*TEXTAUSZUG*:

Ich ver­ließ sehr bald die länd­li­che Idyl­le und bin seit­her über­zeugt, dass nur groß­zü­gi­ge und offe­ne Struk­tu­ren ein fried­li­ches Zusam­men­le­ben ermög­li­chen. Ich ver­wen­de in der Migra­ti­ons­de­bat­te ger­ne das Arsch­loch­ar­gu­ment: „Die Arsch­loch­dich­te ist unter Aus­län­dern nicht grö­ßer als unter Inlän­dern.“ Mein Wunsch für die Zukunft: RESPEKT.

Seep, 39: Wir soll­ten nicht ein­fach wegsehen

Ich habe einen Migra­ti­ons­hin­ter­grund, der sich wahr­schein­lich sowie­so durch mei­nen Namen zu erken­nen gibt. Obwohl ich in Wien auf die Welt kam, ver­brach­te ich den Groß­teil mei­ner frü­hen Kind­heit in Indien.

Die meis­ten Men­schen sind der Mei­nung, dass die Kind­heit eine Zeit ist, in der noch alles unbe­küm­mert und sorg­los zugeht. Ich bin lei­der nicht die­ser Mei­nung, denn für mich war mei­ne Volks­schul­zeit eine Qual! Mit sechs Jah­ren kam ich aus Indi­en nach Öster­reich, und zu mei­ner Über­ra­schung sprach ich kein ein­zi­ges Wort Deutsch!

*QUELLENANGABEN*:
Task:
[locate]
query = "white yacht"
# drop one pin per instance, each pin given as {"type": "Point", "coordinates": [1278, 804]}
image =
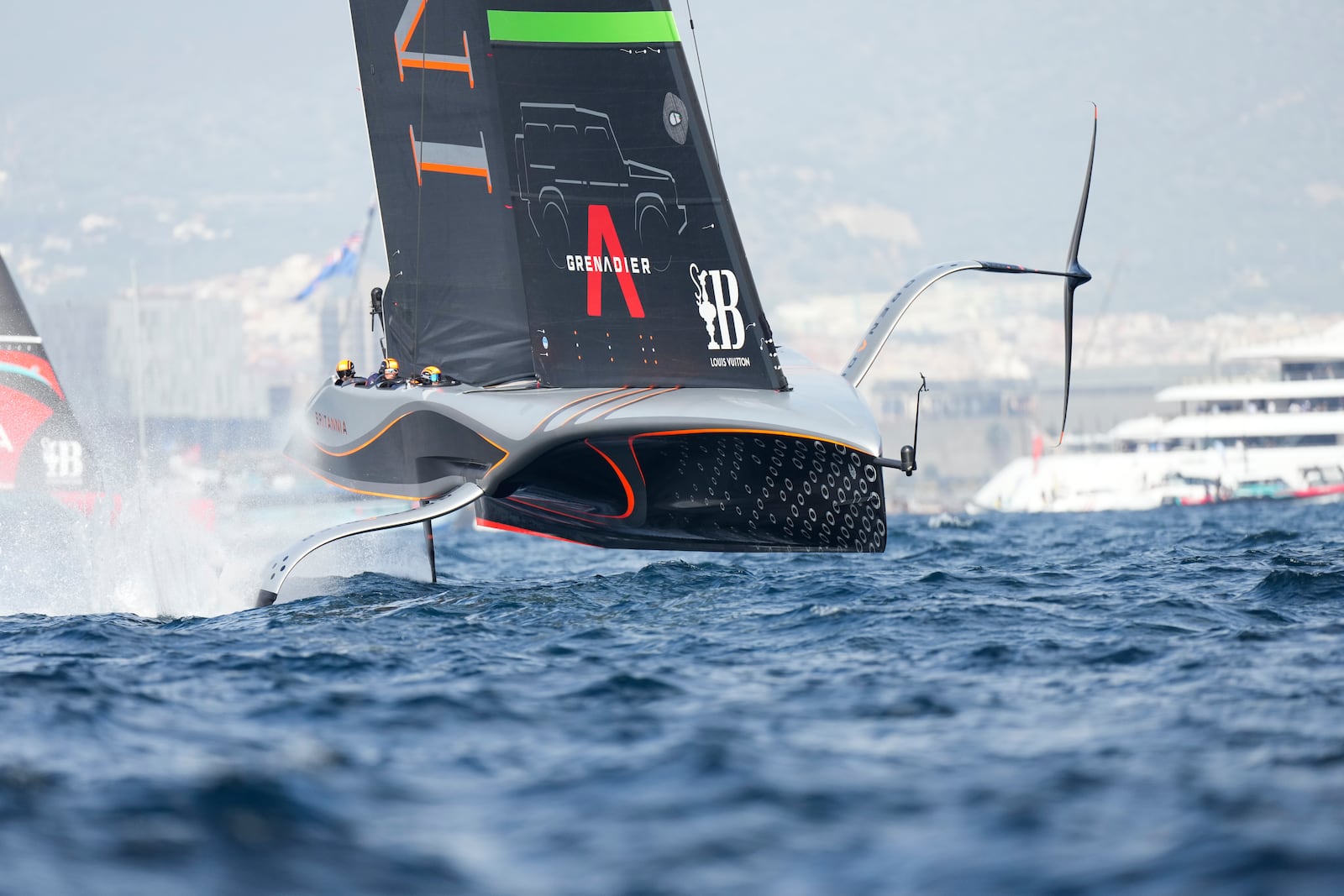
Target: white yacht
{"type": "Point", "coordinates": [1225, 439]}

*AUFGABE*:
Gib den Textauszug zwischen „Die meis­ten Men­schen“ und „ein­zi­ges Wort Deutsch!“ einschließlich wieder und tausche dabei „Deutsch“ gegen „Englisch“ aus. Die Auflistung spielt hierfür keine Rolle.

*ERGEBNIS*:
Die meis­ten Men­schen sind der Mei­nung, dass die Kind­heit eine Zeit ist, in der noch alles unbe­küm­mert und sorg­los zugeht. Ich bin lei­der nicht die­ser Mei­nung, denn für mich war mei­ne Volks­schul­zeit eine Qual! Mit sechs Jah­ren kam ich aus Indi­en nach Öster­reich, und zu mei­ner Über­ra­schung sprach ich kein ein­zi­ges Wort Englisch!